---------- Extract provided
The graph equivalent of std::iterator_traits. Pulls the associated types (descriptors, iterators, categories, sizes) out of a graph type, and provides the portable null_vertex() sentinel and directed/undirected queries.

Defined in: <boost/graph/graph_traits.hpp>

When to use it

Always reach for graph_traits<Graph> when Graph is a template parameter. When Graph is a concrete type you can use the nested typedef (Graph::vertex_descriptor) directly, but going through the traits indirection keeps your code compatible with third-party graph types that specialize graph_traits externally.

Do not subclass a BGL graph type. graph_traits is specialized for specific types; a derived class will not inherit the specialization.

Example — plain usage

#include <boost/graph/adjacency_list.hpp>
#include <boost/graph/graph_traits.hpp>
#include <iostream>

using namespace boost;
using Graph = adjacency_list<vecS, vecS, directedS>;
using Traits = graph_traits<Graph>;

int main() {
    Graph g(3);
    add_edge(0, 1, g);
    add_edge(1, 2, g);

    // Descriptors and sizes come out of graph_traits
    Traits::vertex_descriptor s = vertex(0, g);
    Traits::vertices_size_type n = num_vertices(g);

    std::cout << "num_vertices = " << n << '\n';
    std::cout << "source vertex = " << s << '\n';
    std::cout << "is_directed   = " << std::boolalpha << is_directed(g) << '\n';

    // The null vertex sentinel — portable across selectors
    Traits::vertex_descriptor nv = Traits::null_vertex();
    std::cout << "null_vertex   = " << nv << '\n';
}
num_vertices = 3
source vertex = 0
is_directed   = true
null_vertex   = 18446744073709551615

The null_vertex value above is std::numeric_limits<std::size_t>::max() because this graph uses vecS vertex storage. For listS it is a null pointer; never compare descriptors to 0, -1, or any other literal — always use graph_traits<Graph>::null_vertex().
--------------------
---------- Record list
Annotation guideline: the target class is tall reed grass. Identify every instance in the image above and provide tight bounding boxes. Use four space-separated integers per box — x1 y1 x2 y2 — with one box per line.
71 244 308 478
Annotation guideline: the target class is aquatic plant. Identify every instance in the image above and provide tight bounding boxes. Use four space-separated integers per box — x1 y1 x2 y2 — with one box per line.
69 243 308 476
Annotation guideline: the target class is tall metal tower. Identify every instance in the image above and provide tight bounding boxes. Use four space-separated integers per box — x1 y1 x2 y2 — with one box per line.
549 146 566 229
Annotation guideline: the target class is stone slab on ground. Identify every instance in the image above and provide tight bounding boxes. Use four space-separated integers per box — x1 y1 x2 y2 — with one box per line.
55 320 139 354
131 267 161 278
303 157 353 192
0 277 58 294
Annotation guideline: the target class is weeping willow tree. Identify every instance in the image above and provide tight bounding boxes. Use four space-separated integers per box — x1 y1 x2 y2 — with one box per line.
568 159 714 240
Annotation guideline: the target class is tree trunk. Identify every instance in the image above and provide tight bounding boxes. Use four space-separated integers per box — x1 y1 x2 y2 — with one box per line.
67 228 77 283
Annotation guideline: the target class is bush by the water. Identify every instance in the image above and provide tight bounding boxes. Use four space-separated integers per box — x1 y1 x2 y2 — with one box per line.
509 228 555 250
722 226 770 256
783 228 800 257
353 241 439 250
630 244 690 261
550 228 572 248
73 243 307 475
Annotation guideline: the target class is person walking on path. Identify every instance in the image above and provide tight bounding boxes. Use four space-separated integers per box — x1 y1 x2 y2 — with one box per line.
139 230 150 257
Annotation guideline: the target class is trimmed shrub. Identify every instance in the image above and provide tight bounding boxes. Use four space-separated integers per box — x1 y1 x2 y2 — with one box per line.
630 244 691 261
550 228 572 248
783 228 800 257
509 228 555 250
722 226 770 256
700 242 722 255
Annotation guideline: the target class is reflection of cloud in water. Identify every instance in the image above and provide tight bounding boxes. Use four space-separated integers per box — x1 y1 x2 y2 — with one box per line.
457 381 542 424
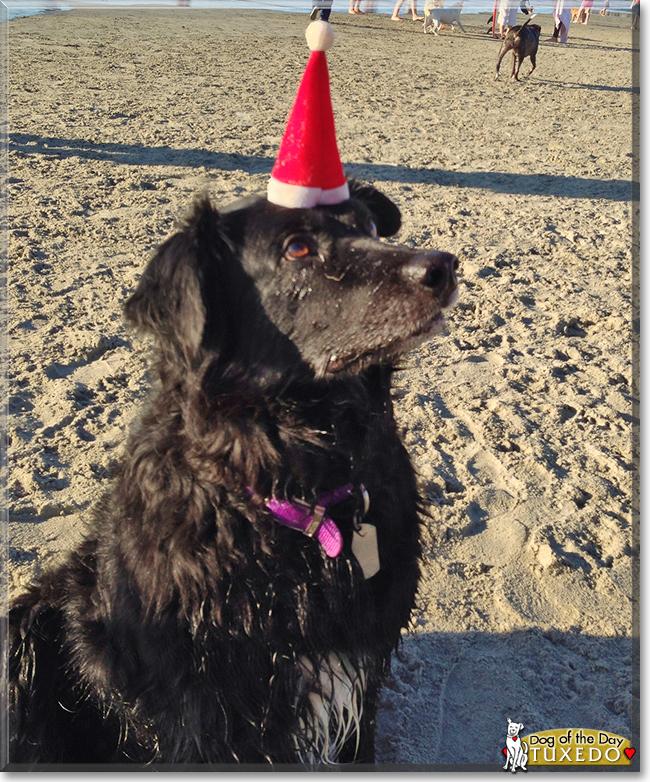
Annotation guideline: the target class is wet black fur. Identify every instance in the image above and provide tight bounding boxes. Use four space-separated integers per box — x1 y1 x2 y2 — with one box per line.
10 183 455 764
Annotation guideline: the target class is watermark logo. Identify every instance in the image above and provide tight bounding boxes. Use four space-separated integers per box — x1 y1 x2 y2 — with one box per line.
503 717 528 771
503 719 636 771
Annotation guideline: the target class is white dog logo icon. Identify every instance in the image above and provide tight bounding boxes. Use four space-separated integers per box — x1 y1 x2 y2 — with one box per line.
503 717 528 773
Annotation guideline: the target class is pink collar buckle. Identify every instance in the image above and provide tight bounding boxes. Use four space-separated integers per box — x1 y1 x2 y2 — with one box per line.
248 483 367 557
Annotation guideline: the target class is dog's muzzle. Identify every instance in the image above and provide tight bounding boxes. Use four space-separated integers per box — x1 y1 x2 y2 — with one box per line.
402 252 458 307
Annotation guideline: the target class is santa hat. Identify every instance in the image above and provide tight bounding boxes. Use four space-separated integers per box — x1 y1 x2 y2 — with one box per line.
267 20 350 209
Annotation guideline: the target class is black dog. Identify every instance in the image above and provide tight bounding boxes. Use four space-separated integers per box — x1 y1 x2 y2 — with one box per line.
10 182 457 764
494 17 542 81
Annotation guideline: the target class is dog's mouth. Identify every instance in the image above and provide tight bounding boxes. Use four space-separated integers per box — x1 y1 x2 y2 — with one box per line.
325 290 458 375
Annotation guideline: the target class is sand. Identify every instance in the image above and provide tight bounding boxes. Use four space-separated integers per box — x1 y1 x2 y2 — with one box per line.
2 4 638 768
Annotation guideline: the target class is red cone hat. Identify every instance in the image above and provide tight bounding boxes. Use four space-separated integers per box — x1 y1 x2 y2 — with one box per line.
267 20 350 209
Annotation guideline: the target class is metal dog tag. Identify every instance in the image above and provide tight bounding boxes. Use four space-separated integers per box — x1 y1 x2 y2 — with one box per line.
352 524 379 579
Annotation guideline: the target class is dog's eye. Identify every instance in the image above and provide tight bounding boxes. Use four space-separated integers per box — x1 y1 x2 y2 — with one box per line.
284 239 311 261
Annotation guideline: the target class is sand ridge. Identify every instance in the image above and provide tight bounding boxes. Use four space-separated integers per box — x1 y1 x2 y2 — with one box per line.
2 9 636 764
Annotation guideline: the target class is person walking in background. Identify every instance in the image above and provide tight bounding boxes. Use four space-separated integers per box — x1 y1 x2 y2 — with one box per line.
391 0 424 22
499 0 517 38
309 0 334 22
546 0 571 43
578 0 594 24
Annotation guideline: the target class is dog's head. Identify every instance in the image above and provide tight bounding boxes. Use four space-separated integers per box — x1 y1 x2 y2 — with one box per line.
126 182 457 380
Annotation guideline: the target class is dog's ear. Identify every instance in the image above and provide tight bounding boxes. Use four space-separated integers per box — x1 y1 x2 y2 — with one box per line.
124 228 205 360
125 198 238 364
348 179 402 236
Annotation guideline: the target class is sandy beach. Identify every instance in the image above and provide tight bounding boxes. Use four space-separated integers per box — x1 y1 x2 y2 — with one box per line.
7 4 639 768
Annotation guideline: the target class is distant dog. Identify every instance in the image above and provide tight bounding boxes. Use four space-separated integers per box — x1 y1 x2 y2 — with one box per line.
9 182 457 770
423 0 467 35
503 717 528 772
494 14 542 81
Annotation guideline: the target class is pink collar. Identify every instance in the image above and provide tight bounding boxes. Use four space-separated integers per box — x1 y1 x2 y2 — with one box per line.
248 483 368 557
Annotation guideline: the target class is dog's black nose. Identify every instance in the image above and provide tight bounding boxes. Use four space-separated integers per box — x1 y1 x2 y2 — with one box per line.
402 252 458 294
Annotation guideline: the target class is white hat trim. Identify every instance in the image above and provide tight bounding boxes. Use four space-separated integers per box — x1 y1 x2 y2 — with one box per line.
267 177 350 209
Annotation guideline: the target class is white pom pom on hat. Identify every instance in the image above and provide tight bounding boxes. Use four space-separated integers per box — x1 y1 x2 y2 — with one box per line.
267 20 350 209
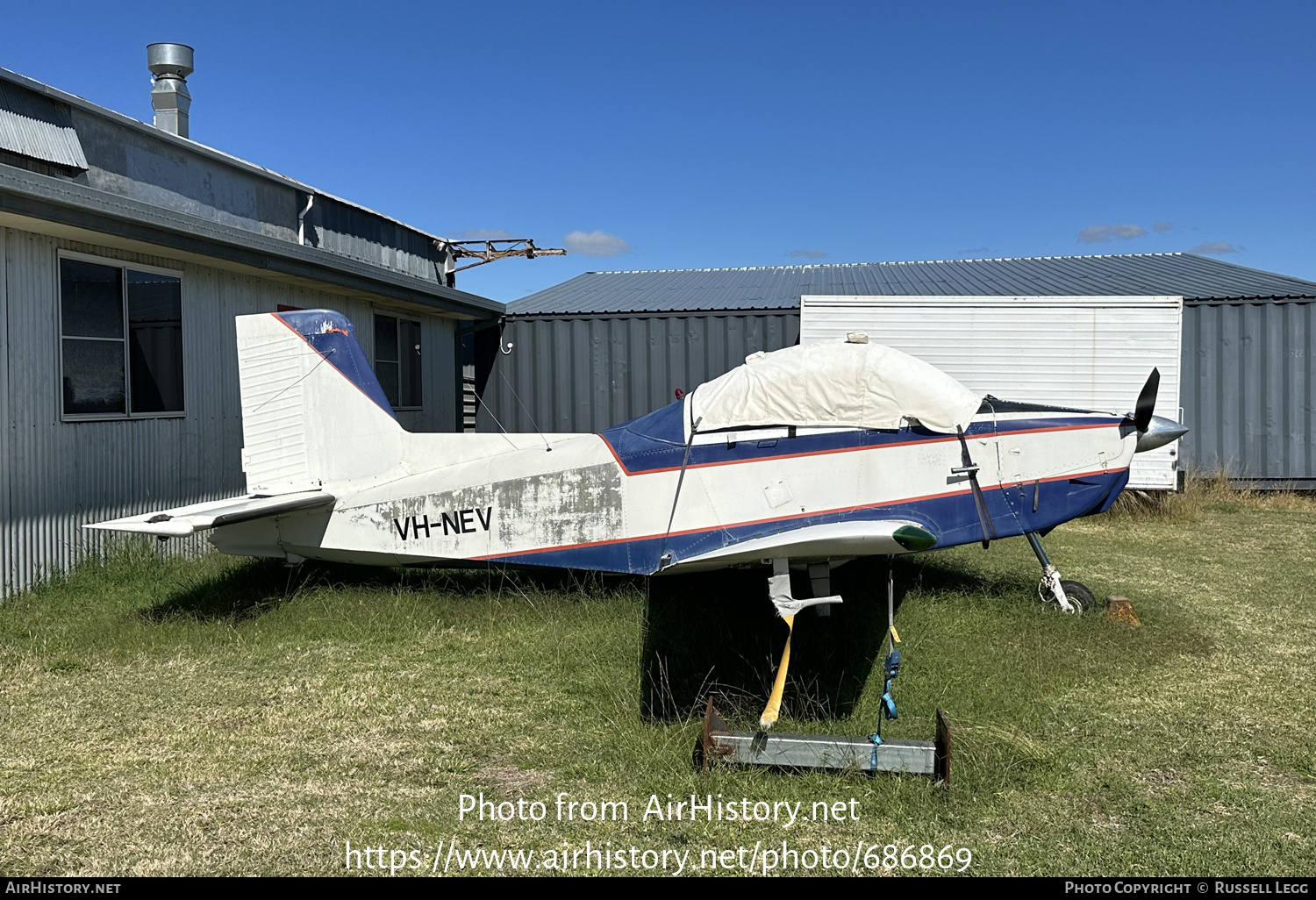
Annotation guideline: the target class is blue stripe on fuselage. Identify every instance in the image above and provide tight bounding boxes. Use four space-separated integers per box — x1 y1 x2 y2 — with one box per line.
--------------------
Parts of the exercise:
A – Summarize the graph_traits excerpt in two sentences.
B – In the graph_traits excerpt, what is the null vertex value when a graph uses listS?

Expected answers:
A – graph_traits is the graph version of std::iterator_traits: it pulls the associated types out of a graph type and provides the portable null_vertex() sentinel and directed/undirected queries. Use it whenever Graph is a template parameter, don't subclass a BGL graph type, and always check for the null vertex with graph_traits<Graph>::null_vertex() instead of comparing descriptors to a literal.

B – It is a null pointer.